***** DATA TO PROCESS

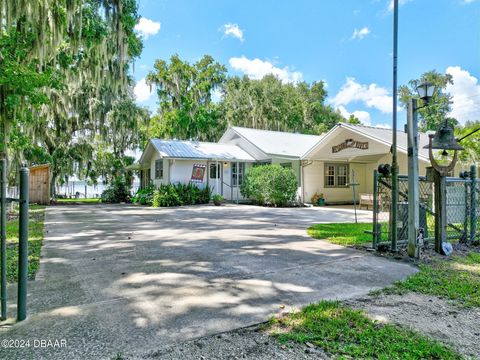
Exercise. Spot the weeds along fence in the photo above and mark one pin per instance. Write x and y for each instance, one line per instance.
(463, 202)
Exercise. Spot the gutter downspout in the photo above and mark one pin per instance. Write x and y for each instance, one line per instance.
(302, 180)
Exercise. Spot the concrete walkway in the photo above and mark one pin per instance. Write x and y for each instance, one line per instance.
(125, 279)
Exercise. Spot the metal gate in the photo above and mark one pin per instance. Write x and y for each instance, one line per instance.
(462, 203)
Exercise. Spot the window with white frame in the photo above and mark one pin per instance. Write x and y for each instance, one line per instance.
(237, 173)
(159, 169)
(214, 171)
(336, 175)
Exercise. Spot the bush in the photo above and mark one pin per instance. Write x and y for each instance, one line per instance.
(180, 194)
(118, 191)
(144, 196)
(270, 185)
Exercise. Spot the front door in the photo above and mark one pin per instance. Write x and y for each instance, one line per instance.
(215, 177)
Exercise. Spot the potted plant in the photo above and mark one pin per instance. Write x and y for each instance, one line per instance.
(218, 199)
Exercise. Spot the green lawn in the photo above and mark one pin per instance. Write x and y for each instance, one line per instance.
(35, 242)
(342, 234)
(79, 200)
(351, 334)
(456, 279)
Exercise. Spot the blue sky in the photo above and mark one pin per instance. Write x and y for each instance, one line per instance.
(346, 43)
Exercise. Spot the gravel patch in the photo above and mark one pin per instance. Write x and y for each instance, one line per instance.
(248, 343)
(436, 317)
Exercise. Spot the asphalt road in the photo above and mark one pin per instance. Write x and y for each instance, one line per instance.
(119, 279)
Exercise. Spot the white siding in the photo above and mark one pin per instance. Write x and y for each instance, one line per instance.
(165, 179)
(247, 146)
(181, 171)
(314, 180)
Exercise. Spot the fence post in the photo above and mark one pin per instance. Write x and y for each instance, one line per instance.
(375, 209)
(466, 235)
(473, 203)
(23, 246)
(3, 239)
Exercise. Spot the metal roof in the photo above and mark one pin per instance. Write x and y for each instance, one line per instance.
(178, 149)
(386, 136)
(277, 142)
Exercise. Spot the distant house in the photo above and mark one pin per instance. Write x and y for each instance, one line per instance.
(322, 163)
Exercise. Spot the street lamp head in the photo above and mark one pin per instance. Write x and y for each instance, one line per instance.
(444, 139)
(425, 91)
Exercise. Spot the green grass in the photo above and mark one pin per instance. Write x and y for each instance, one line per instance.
(35, 242)
(79, 200)
(346, 234)
(349, 333)
(456, 279)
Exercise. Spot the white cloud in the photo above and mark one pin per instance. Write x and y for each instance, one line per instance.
(372, 95)
(233, 30)
(400, 3)
(142, 91)
(257, 69)
(466, 95)
(147, 27)
(363, 116)
(360, 34)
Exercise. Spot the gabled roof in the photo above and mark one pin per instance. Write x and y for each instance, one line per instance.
(177, 149)
(381, 135)
(274, 142)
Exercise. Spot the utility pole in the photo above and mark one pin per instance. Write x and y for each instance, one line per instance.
(413, 184)
(393, 212)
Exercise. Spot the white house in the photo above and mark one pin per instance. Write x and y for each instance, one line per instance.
(322, 163)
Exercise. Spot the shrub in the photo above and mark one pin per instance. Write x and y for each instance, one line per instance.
(118, 191)
(180, 194)
(270, 185)
(144, 196)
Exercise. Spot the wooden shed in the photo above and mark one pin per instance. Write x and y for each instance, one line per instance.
(40, 184)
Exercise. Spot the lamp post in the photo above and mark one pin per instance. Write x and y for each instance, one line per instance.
(394, 168)
(444, 139)
(415, 234)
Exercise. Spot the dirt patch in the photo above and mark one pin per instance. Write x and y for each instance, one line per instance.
(248, 343)
(433, 316)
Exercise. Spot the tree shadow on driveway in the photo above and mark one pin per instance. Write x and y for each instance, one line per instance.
(131, 279)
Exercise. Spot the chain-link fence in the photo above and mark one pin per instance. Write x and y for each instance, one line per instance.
(383, 198)
(462, 206)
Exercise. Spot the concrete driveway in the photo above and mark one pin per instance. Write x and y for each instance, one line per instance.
(125, 279)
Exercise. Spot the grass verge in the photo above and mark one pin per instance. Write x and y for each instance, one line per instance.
(345, 234)
(456, 279)
(79, 201)
(35, 242)
(350, 333)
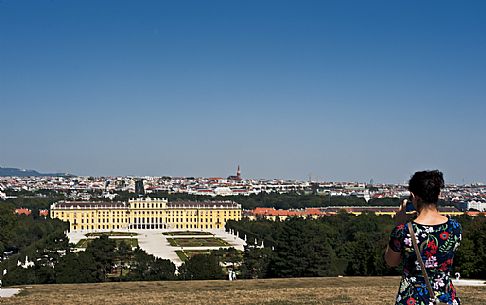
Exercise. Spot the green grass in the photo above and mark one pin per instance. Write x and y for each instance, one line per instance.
(111, 233)
(188, 233)
(133, 242)
(197, 242)
(185, 255)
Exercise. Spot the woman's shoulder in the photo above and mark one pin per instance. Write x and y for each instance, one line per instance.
(399, 230)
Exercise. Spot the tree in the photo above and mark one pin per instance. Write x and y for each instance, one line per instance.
(255, 262)
(76, 268)
(102, 249)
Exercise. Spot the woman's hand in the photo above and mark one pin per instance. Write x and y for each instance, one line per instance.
(401, 215)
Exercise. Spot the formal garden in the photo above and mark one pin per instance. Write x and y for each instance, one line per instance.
(197, 242)
(187, 233)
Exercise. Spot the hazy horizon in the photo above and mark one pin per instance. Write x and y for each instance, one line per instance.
(340, 91)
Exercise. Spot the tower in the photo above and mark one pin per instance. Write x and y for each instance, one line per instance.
(139, 189)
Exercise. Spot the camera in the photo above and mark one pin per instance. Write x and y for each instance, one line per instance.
(409, 207)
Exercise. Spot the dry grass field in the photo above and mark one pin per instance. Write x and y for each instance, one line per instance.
(347, 290)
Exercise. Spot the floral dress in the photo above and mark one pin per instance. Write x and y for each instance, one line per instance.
(437, 245)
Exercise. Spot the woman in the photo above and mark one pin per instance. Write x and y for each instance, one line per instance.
(437, 237)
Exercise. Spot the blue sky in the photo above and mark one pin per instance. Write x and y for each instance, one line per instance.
(339, 90)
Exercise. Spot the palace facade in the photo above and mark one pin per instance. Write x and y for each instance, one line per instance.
(145, 213)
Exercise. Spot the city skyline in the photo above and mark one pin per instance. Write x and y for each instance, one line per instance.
(338, 91)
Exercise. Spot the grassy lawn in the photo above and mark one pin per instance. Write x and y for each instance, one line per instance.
(97, 234)
(133, 242)
(188, 233)
(312, 291)
(197, 242)
(185, 255)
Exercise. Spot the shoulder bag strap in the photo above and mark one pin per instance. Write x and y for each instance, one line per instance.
(421, 262)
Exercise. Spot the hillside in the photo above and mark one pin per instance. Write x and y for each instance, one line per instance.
(328, 291)
(16, 172)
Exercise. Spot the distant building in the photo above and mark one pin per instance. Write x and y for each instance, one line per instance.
(146, 214)
(139, 189)
(238, 175)
(23, 211)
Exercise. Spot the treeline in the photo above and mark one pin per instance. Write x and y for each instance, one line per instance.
(339, 245)
(292, 200)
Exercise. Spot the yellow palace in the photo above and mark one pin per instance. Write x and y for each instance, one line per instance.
(145, 213)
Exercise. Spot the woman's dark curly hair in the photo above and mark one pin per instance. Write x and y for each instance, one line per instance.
(427, 185)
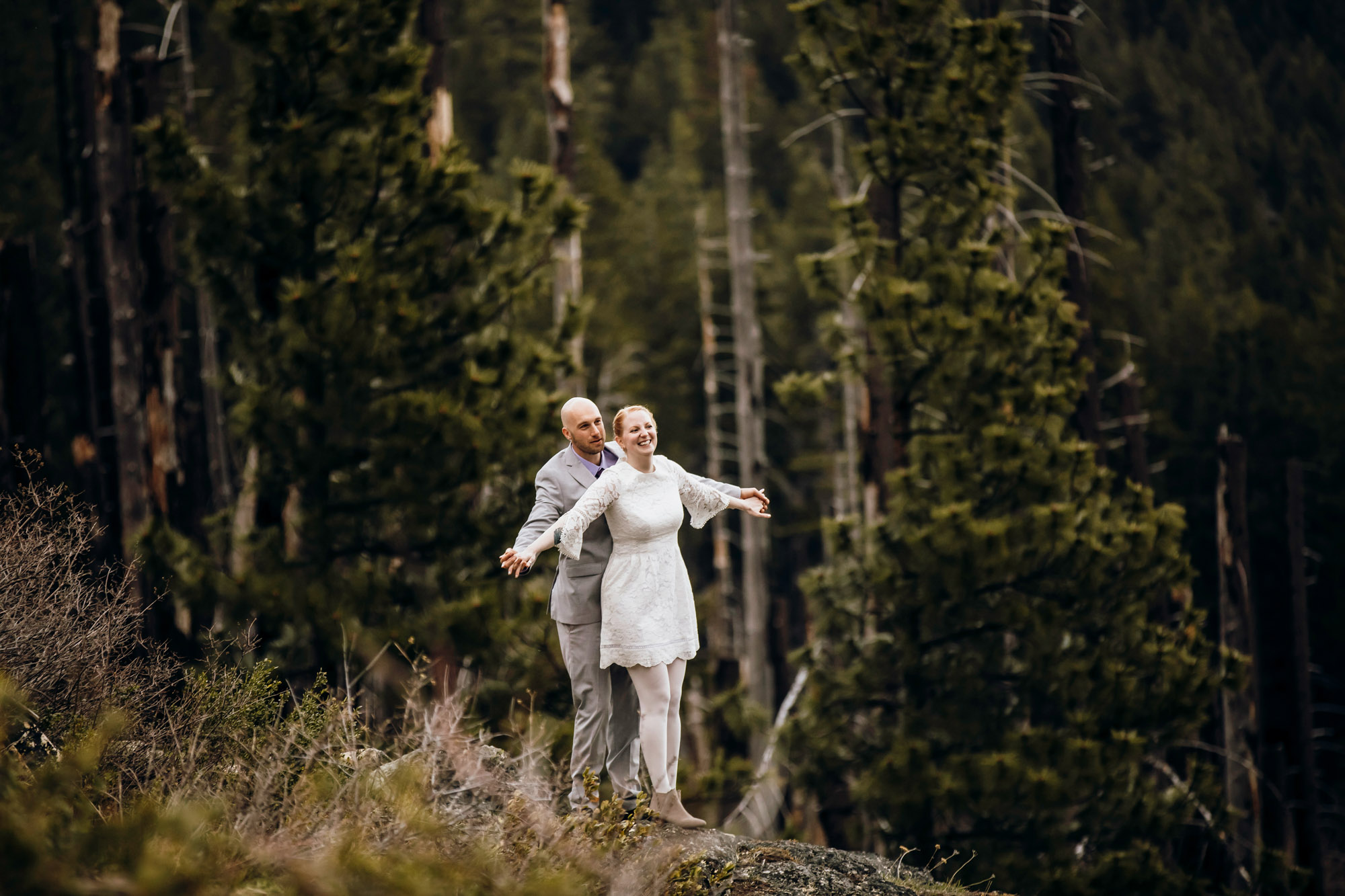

**********

__EXERCISE DIRECTIONS__
Reproduce everything from the line containing "Exercise. Spot the hillside" down to the end of the data, word for word and including both ends. Leave the pictures out of your copy.

__OUTPUT OF THE TASK__
Exercise. Spot the hillside in the photo above and mark one pin per instance. Write x and y for each instance, one line per instance.
(328, 291)
(16, 172)
Exercise. Spot the distant building in the photo above and mark one pin per instance. Write x and y for each instance, one line per instance.
(146, 214)
(139, 189)
(238, 175)
(23, 211)
Exercise. Spot the treeline in the photo above and mark one pin per instance. Write x and y for each instance, one line per instance.
(339, 245)
(292, 200)
Exercise. Spot the yellow palace in the photo above and mark one pin per instance. Write x and y for each instance, one line per instance.
(145, 213)
Exercise. Spot the woman's dark curly hair in the photo above and mark one pin per instance. Write x and y for each instance, one line per instance.
(427, 185)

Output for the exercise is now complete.